(THE TASK): Your task is to transcribe the entries below exactly, beginning with the line containing "Reviewer note: confirm that every instance of the concrete" and ending with the final line, and to add nothing else.

(INFORMATION SUPPLIED):
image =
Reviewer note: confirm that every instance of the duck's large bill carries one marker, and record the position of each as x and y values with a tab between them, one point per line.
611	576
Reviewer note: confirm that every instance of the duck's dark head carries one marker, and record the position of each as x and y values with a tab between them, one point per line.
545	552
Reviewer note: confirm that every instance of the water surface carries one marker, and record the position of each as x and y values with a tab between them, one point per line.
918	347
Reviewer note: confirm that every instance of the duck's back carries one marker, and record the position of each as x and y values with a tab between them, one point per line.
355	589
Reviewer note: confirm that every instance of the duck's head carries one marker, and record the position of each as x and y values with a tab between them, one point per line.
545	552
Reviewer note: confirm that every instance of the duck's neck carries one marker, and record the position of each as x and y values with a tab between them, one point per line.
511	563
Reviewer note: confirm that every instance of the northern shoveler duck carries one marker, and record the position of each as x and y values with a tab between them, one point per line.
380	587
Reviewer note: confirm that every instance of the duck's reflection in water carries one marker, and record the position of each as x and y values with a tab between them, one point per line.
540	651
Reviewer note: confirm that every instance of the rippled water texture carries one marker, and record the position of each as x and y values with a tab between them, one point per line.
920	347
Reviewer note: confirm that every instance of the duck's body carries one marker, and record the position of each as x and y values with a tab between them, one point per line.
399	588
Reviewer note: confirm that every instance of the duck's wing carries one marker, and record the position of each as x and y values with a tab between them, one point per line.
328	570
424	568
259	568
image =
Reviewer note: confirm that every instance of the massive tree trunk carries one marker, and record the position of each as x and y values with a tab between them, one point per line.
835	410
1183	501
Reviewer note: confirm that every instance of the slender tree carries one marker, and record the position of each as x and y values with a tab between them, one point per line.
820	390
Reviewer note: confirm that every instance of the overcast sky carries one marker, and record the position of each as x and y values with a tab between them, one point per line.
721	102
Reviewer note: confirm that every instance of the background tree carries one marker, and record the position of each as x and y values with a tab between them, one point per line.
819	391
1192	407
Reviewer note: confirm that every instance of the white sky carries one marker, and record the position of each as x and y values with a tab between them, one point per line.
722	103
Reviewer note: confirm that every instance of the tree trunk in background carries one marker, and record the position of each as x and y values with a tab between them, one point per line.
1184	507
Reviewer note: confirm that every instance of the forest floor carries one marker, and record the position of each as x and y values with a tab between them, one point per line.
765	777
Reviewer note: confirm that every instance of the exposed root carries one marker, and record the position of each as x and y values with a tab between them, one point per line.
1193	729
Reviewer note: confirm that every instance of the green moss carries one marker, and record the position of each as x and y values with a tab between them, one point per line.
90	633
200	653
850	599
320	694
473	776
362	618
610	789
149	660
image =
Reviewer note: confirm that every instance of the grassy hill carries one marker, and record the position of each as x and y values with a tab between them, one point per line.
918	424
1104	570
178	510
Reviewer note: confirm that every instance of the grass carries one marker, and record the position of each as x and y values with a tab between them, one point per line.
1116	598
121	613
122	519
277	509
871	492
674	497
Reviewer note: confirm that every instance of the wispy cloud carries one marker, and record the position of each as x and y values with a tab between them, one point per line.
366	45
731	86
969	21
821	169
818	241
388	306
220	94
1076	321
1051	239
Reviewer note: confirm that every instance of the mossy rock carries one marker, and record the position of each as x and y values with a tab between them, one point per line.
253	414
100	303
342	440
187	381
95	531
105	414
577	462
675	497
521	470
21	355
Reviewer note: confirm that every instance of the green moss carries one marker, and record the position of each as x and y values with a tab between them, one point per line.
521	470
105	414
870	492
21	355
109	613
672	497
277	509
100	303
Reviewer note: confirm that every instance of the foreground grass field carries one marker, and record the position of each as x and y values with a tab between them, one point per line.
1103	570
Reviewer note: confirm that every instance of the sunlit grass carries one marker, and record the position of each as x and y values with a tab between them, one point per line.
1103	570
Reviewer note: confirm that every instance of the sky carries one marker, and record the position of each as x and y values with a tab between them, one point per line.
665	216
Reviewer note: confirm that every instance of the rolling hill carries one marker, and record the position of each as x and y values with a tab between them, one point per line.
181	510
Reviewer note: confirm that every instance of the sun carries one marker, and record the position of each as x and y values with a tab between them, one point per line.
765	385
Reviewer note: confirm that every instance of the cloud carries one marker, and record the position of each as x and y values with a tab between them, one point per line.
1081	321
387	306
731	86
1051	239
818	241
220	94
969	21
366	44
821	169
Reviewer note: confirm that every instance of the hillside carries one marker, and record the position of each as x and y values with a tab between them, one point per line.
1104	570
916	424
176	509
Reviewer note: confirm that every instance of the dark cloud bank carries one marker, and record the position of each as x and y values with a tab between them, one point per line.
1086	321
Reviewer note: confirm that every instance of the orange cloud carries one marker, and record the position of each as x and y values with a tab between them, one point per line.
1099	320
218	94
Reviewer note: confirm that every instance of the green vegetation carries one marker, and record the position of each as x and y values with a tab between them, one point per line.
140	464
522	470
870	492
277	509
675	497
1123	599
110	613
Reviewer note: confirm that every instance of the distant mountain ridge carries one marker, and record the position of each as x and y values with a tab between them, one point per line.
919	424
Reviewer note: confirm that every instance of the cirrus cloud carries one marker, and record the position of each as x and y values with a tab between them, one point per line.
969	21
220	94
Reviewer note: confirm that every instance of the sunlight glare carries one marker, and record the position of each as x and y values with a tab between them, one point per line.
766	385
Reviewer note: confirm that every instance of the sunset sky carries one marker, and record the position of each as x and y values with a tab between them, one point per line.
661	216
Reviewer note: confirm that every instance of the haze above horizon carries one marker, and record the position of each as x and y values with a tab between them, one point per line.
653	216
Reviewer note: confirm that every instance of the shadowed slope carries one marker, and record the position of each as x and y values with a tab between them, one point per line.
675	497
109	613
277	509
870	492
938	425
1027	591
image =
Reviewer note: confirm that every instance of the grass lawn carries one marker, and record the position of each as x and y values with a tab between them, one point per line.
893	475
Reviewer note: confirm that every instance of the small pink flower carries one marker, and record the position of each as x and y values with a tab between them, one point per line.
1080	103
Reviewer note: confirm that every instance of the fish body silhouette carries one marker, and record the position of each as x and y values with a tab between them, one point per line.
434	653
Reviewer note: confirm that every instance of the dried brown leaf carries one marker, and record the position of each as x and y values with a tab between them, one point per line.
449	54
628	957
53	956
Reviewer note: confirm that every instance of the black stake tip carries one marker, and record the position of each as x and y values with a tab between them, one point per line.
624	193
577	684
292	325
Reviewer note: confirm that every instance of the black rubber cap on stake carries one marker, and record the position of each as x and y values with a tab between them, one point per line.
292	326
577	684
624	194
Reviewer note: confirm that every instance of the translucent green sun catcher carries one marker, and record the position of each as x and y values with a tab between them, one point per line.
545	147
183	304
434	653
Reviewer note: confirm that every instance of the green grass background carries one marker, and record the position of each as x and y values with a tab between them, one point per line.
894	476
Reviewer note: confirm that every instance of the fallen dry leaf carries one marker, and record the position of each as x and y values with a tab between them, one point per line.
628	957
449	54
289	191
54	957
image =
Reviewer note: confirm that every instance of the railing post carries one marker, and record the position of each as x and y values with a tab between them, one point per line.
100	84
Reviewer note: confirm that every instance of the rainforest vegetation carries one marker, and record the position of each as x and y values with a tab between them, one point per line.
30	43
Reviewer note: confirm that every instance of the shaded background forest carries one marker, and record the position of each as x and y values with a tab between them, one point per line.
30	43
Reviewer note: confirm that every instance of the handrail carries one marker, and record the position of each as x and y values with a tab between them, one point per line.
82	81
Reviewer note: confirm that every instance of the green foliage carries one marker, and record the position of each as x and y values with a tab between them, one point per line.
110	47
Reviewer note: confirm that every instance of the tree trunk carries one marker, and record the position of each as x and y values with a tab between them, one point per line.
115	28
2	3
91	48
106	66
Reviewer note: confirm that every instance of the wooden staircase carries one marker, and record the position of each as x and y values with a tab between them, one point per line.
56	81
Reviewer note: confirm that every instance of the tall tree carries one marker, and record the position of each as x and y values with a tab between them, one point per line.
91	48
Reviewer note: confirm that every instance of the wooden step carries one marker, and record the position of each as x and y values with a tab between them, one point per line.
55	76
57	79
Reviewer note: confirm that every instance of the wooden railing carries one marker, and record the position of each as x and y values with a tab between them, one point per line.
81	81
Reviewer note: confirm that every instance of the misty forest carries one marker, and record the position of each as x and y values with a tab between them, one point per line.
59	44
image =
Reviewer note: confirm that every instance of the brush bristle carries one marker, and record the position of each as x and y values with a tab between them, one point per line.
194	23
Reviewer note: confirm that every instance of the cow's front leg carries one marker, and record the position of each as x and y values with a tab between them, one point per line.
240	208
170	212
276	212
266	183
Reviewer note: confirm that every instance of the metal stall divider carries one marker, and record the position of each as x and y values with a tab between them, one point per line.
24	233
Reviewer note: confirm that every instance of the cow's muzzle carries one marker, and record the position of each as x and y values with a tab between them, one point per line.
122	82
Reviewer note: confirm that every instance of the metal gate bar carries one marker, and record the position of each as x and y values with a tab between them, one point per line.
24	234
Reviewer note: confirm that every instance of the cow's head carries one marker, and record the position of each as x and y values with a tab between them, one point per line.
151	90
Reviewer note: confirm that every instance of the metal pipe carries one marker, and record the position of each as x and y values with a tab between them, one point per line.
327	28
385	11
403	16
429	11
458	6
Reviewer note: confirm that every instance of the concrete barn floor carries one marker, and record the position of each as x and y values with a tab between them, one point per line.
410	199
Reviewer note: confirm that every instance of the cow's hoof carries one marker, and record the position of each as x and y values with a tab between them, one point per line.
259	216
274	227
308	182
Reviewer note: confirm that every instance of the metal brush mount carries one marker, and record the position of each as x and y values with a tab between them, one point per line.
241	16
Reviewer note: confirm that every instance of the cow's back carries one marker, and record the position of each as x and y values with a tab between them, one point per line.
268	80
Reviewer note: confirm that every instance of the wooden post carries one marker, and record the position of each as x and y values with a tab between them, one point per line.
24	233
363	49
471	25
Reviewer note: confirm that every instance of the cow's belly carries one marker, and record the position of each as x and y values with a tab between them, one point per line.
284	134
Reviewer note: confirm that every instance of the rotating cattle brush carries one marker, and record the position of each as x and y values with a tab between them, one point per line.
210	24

(SOLUTION TO THIS TASK):
Reviewer note: confirm that every instance of the concrete barn floor carries one marker, and record the position of each as x and y values with a tab between them, one point per line.
410	199
Reviewer note: confirm that every instance of the cow's hoof carries one marker, and record the position of each as x and y values with a tab between them, one point per line.
259	216
274	227
308	182
Reviewer note: confirm that every instance of the metal brush mount carries one marker, and record the position of each as x and y values with a tab between them, one point per line.
241	16
Reviewer note: confirm that every instance of the cow's back carries one marker, and record the position of each as x and y values with a tab between them, one point per line.
268	80
Reviewer note: confirm that every instance of the wooden post carries one marker, and record the position of each as x and y values with a tab between them, one point per line.
24	233
363	49
471	25
Reviewer note: confirm that every instance of the cow's belly carries one marker, and record the position of each as x and y values with a tab between them, one point per line.
284	134
Reviewer note: confirm that every instance of the rotating cattle brush carries one marker, and record the position of each as x and y values with a tab between them, one point per line.
210	24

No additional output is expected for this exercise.